Work to be completed: Recast every line of the records below as a Markdown table with the columns Row and Line, numbering the rows in order and skipping blank lines. Leave the pictures out.

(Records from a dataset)
--- START ---

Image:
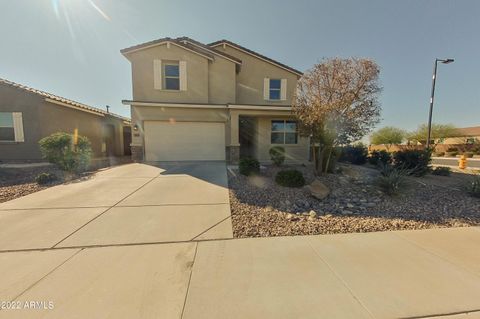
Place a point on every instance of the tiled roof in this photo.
(60, 99)
(163, 40)
(216, 43)
(469, 131)
(208, 48)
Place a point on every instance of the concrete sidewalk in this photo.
(408, 274)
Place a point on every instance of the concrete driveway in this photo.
(129, 204)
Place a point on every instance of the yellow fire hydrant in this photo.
(462, 162)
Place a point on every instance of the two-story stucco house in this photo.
(219, 101)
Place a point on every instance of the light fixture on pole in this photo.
(444, 61)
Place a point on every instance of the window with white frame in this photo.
(171, 75)
(275, 89)
(7, 130)
(284, 132)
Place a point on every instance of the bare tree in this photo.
(336, 103)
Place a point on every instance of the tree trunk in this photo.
(327, 164)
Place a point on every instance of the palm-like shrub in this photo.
(290, 178)
(416, 162)
(380, 157)
(60, 149)
(248, 166)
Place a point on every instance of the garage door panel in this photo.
(184, 141)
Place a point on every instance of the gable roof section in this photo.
(209, 49)
(255, 54)
(167, 40)
(61, 100)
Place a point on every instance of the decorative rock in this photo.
(318, 189)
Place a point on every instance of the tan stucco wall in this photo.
(221, 81)
(207, 81)
(249, 86)
(143, 75)
(157, 113)
(41, 118)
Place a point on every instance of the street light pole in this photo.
(434, 77)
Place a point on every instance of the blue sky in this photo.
(71, 47)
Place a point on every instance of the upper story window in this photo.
(11, 127)
(284, 132)
(171, 75)
(275, 89)
(7, 132)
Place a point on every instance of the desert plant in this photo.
(380, 157)
(61, 149)
(248, 166)
(472, 186)
(441, 171)
(277, 155)
(355, 154)
(290, 178)
(451, 154)
(392, 181)
(45, 178)
(417, 162)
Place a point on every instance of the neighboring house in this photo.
(27, 115)
(219, 101)
(466, 135)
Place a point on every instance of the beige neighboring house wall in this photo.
(224, 84)
(42, 115)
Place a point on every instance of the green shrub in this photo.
(290, 178)
(59, 149)
(248, 166)
(417, 162)
(380, 157)
(392, 181)
(45, 178)
(451, 154)
(441, 171)
(355, 154)
(277, 154)
(472, 187)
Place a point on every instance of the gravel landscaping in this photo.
(261, 208)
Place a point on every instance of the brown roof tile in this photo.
(60, 99)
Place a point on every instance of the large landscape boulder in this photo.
(318, 189)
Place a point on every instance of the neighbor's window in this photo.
(7, 132)
(171, 76)
(275, 89)
(284, 132)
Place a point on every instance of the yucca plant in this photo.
(392, 180)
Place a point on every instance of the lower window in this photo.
(284, 132)
(7, 132)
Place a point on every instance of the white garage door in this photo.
(184, 141)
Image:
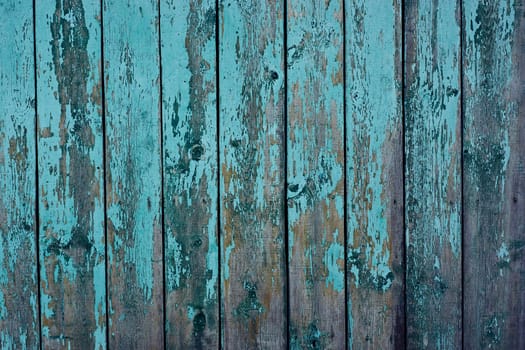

--- END ---

Task output:
| Row | Line |
|---|---|
| 1 | Image: |
| 2 | Place a point on every instance of the tiled roof in this photo. |
| 3 | (60, 99) |
| 4 | (163, 40) |
| 5 | (216, 43) |
| 6 | (469, 131) |
| 7 | (208, 48) |
| 8 | Place a point on every instance of the concrete sidewalk in this photo. |
| 9 | (408, 274) |
| 10 | Place a point on every instance of the concrete driveway in this photo. |
| 11 | (129, 204) |
| 12 | Place a point on every instance of the yellow fire hydrant in this photo. |
| 13 | (462, 162) |
| 14 | Place a point on every instance of the two-story stucco house in this photo. |
| 15 | (219, 101) |
| 16 | Place a point on every instance of the light fixture on pole in this photo. |
| 17 | (444, 61) |
| 18 | Place a point on every instance of the window with white frame in this photo. |
| 19 | (171, 75) |
| 20 | (275, 89) |
| 21 | (7, 130) |
| 22 | (284, 132) |
| 23 | Place a point on every instance of the bare tree in this photo. |
| 24 | (336, 103) |
| 25 | Place a point on every instance of the tree trunk in this photo. |
| 26 | (327, 164) |
| 27 | Place a point on every instance of the palm-like shrub in this photo. |
| 28 | (290, 178) |
| 29 | (416, 162) |
| 30 | (380, 157) |
| 31 | (60, 149) |
| 32 | (248, 166) |
| 33 | Place a point on every instance of the garage door panel in this photo. |
| 34 | (184, 141) |
| 35 | Place a point on every instance of the gable roof section in this photo. |
| 36 | (209, 49) |
| 37 | (255, 54) |
| 38 | (167, 40) |
| 39 | (61, 100) |
| 40 | Place a point on every instance of the decorative rock in this photo. |
| 41 | (318, 189) |
| 42 | Place a point on every instance of the tan stucco wall in this photo. |
| 43 | (221, 81) |
| 44 | (207, 81) |
| 45 | (249, 86) |
| 46 | (143, 75) |
| 47 | (157, 113) |
| 48 | (41, 118) |
| 49 | Place a point on every instance of the street light pole in this photo. |
| 50 | (434, 77) |
| 51 | Place a point on every instance of the blue sky in this photo. |
| 52 | (71, 47) |
| 53 | Place a point on every instance of the upper story window in this photo. |
| 54 | (11, 127) |
| 55 | (284, 132) |
| 56 | (171, 75) |
| 57 | (275, 89) |
| 58 | (7, 132) |
| 59 | Place a point on every instance of the desert plant in this photo. |
| 60 | (380, 157) |
| 61 | (61, 149) |
| 62 | (248, 166) |
| 63 | (472, 186) |
| 64 | (441, 171) |
| 65 | (277, 155) |
| 66 | (355, 154) |
| 67 | (290, 178) |
| 68 | (451, 154) |
| 69 | (392, 181) |
| 70 | (45, 178) |
| 71 | (417, 162) |
| 72 | Place a point on every instance of the neighboring house in this photo. |
| 73 | (27, 115) |
| 74 | (219, 101) |
| 75 | (466, 135) |
| 76 | Place a point on every instance of the beige neighboring house wall in this photo. |
| 77 | (224, 84) |
| 78 | (42, 115) |
| 79 | Place a point on every instance of the green shrub in this photo. |
| 80 | (290, 178) |
| 81 | (59, 149) |
| 82 | (248, 166) |
| 83 | (417, 162) |
| 84 | (380, 157) |
| 85 | (392, 181) |
| 86 | (45, 178) |
| 87 | (451, 154) |
| 88 | (441, 171) |
| 89 | (355, 154) |
| 90 | (277, 154) |
| 91 | (472, 187) |
| 92 | Place a point on every instance of the gravel landscaping in this photo. |
| 93 | (261, 208) |
| 94 | Place a point on every instance of the brown roof tile in this photo. |
| 95 | (60, 99) |
| 96 | Place a point on every instance of the large landscape boulder in this photo. |
| 97 | (318, 189) |
| 98 | Place a point on every instance of the neighbor's window in this photo. |
| 99 | (7, 132) |
| 100 | (171, 76) |
| 101 | (275, 89) |
| 102 | (284, 132) |
| 103 | Place a point on every instance of the yucca plant in this photo. |
| 104 | (392, 180) |
| 105 | Place a point on every instance of the lower window in this photo. |
| 106 | (284, 132) |
| 107 | (7, 132) |
| 108 | Place a point on every instance of the white garage door in this photo. |
| 109 | (184, 141) |
| 110 | Image: |